To do:
Could you return all of the records exactly, minus their images?

Data to use:

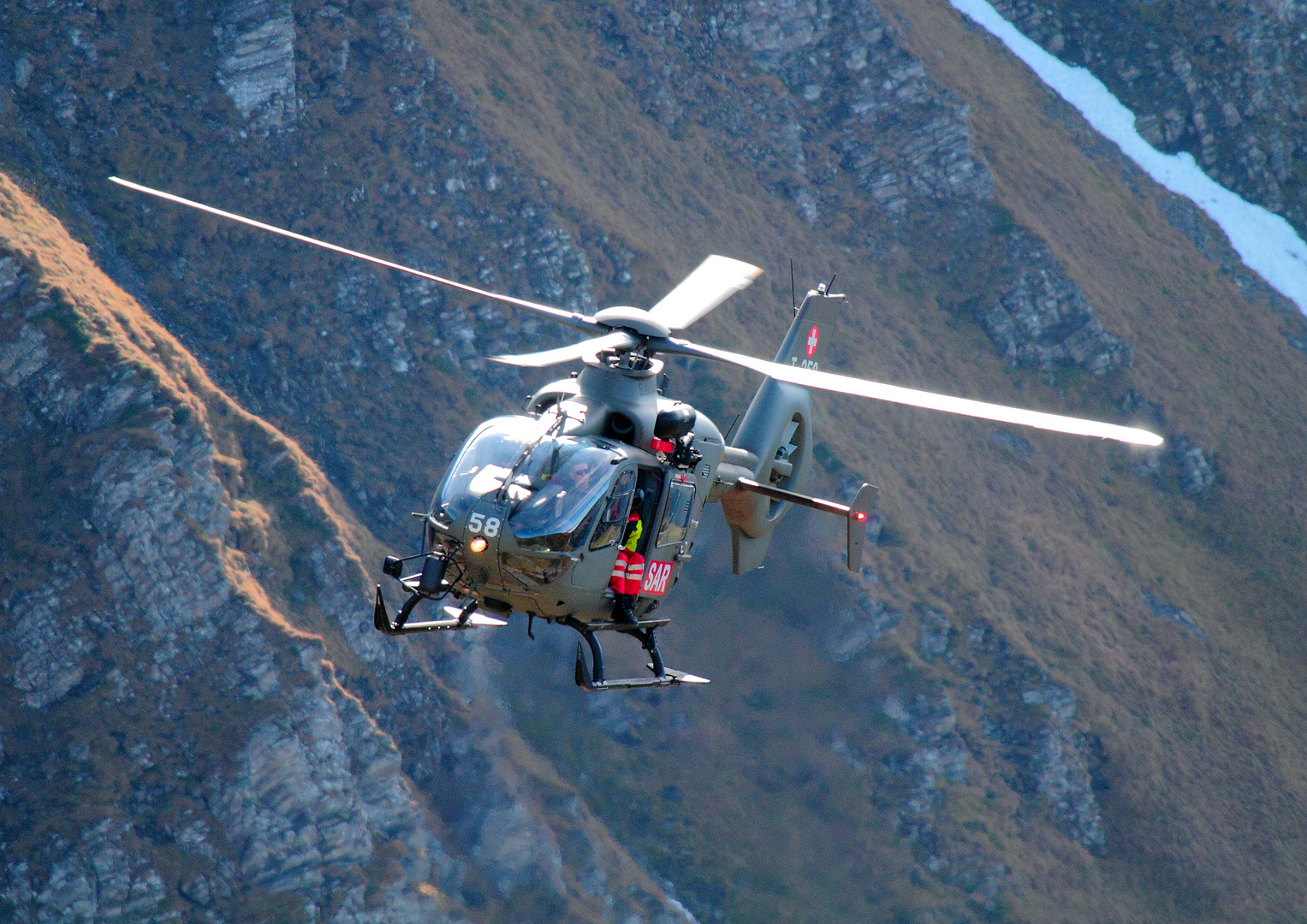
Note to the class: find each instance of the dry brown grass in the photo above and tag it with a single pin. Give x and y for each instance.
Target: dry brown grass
(1208, 762)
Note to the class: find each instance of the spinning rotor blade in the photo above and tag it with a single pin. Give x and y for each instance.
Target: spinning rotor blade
(617, 340)
(569, 317)
(846, 384)
(712, 282)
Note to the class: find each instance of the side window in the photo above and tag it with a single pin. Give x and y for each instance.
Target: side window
(613, 518)
(680, 505)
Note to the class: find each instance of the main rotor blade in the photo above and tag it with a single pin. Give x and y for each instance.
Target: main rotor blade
(617, 340)
(714, 281)
(847, 384)
(569, 317)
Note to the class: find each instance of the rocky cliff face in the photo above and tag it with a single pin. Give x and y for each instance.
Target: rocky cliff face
(174, 628)
(1009, 714)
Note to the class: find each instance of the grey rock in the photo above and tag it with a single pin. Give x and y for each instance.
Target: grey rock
(258, 61)
(516, 850)
(97, 880)
(1043, 319)
(10, 279)
(24, 357)
(1059, 700)
(1163, 611)
(934, 631)
(22, 72)
(1197, 472)
(51, 644)
(853, 631)
(1061, 775)
(1017, 446)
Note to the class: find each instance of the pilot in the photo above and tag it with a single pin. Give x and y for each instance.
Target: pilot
(629, 567)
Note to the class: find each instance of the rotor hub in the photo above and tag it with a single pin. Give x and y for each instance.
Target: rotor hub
(633, 319)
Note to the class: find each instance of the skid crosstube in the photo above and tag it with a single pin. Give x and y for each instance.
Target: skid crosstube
(456, 619)
(668, 678)
(595, 681)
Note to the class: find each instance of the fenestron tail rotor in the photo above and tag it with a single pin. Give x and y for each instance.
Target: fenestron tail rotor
(716, 280)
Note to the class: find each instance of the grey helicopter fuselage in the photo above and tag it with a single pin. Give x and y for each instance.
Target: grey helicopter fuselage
(538, 512)
(541, 530)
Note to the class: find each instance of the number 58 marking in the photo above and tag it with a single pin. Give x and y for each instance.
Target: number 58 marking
(478, 522)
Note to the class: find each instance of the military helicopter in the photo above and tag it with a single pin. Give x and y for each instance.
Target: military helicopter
(583, 510)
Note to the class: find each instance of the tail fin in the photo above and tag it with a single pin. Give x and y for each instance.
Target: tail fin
(813, 323)
(776, 430)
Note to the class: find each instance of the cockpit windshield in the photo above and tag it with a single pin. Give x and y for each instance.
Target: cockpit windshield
(557, 488)
(485, 460)
(552, 480)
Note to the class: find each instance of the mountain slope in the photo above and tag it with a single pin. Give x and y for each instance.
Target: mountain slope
(205, 721)
(1066, 684)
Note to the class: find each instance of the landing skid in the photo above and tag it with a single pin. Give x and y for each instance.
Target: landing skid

Answer to this exercise:
Note to the class: find each instance of the dry brown grass in the photo above and tag it with a single pin. Give x and y for each instance.
Target: dry brown grass
(1208, 762)
Note to the class: find each instance of the spinning rotor blade in the photo above and tag it with a single pin. Give x and y for each instance.
Target: spinning rotor blade
(617, 340)
(569, 317)
(846, 384)
(712, 282)
Note to the class: find each instance of the side window in the photo above and tag it with a single pin. Give x and y for each instance.
Target: side window
(613, 518)
(680, 505)
Note to the class: find each instance of the main rotor blade in the photo above and tag it with a single pin. Give x and y for each instance.
Target: main rotor blade
(617, 340)
(714, 281)
(847, 384)
(569, 317)
Note to the class: find each instance of the rocky cliff face in the photo above and tag it with a single pin. Give x and y for each instance.
Target: rocky cliff face
(174, 628)
(1009, 714)
Note to the class: find each instance of the grey rock in the photo above and tag it with a single pin. Give x and y for each instance.
Target: grey rock
(258, 61)
(516, 850)
(97, 880)
(1043, 319)
(10, 279)
(24, 357)
(1059, 700)
(1163, 611)
(934, 631)
(22, 72)
(1197, 472)
(51, 644)
(853, 631)
(1061, 775)
(1017, 446)
Note to the class: find each instance of the pilot in the photo above and tag it with a single pin. Give x and y for each instance.
Target: pilot
(629, 567)
Note to the class: find each instance of the rotor hub in the photo above and tag it with a single pin. Give x and y for each instance.
Target: rotor hub
(633, 319)
Note to the class: find each instance of the skid crosstube in the photo above and tag it with a single pin. Give x and y for each instance.
Target: skid crosstube
(456, 619)
(668, 678)
(595, 681)
Note to the class: find each instance of the fenestron tail rotor in the photo above and tag it with a single pin. Give x and y for each instance.
Target: fenestron tail rotor
(716, 280)
Note to the class: find each instance of the grey helicopter fuselage in the photo above and tag it with a single pin. Give x and y for each instance.
Target: grey helicopter fuselage
(538, 512)
(541, 530)
Note to the class: find each instance of the number 58 marking in the photo above and tag it with a single pin. Give x and y for each instance.
Target: number 58 marking
(478, 522)
Note to the class: find each instance of the military helicopter in the photo above and tag it with a single pin. Give x and y for each instance.
Target: military helicopter
(583, 510)
Note to the class: find each instance of the tail fin in the photo above and tag it with a single pin. Give x and y for each instance.
Target: tail fin
(813, 323)
(776, 430)
Note to the class: find each instance of the cockpit windshield in the photo above and tag it with a single pin. Give x and y for each instance.
Target: cockpit windshield
(557, 488)
(485, 460)
(552, 480)
Note to the class: find each instance of the mountain slope in the photo above and tag it with a single pin. Give x and y for each instance.
Target: mountain slope
(205, 721)
(1066, 684)
Note to the class: find each instance of the landing skid in the photo above and tag it with a single pin. Give x and y for each instance.
Target: landing skid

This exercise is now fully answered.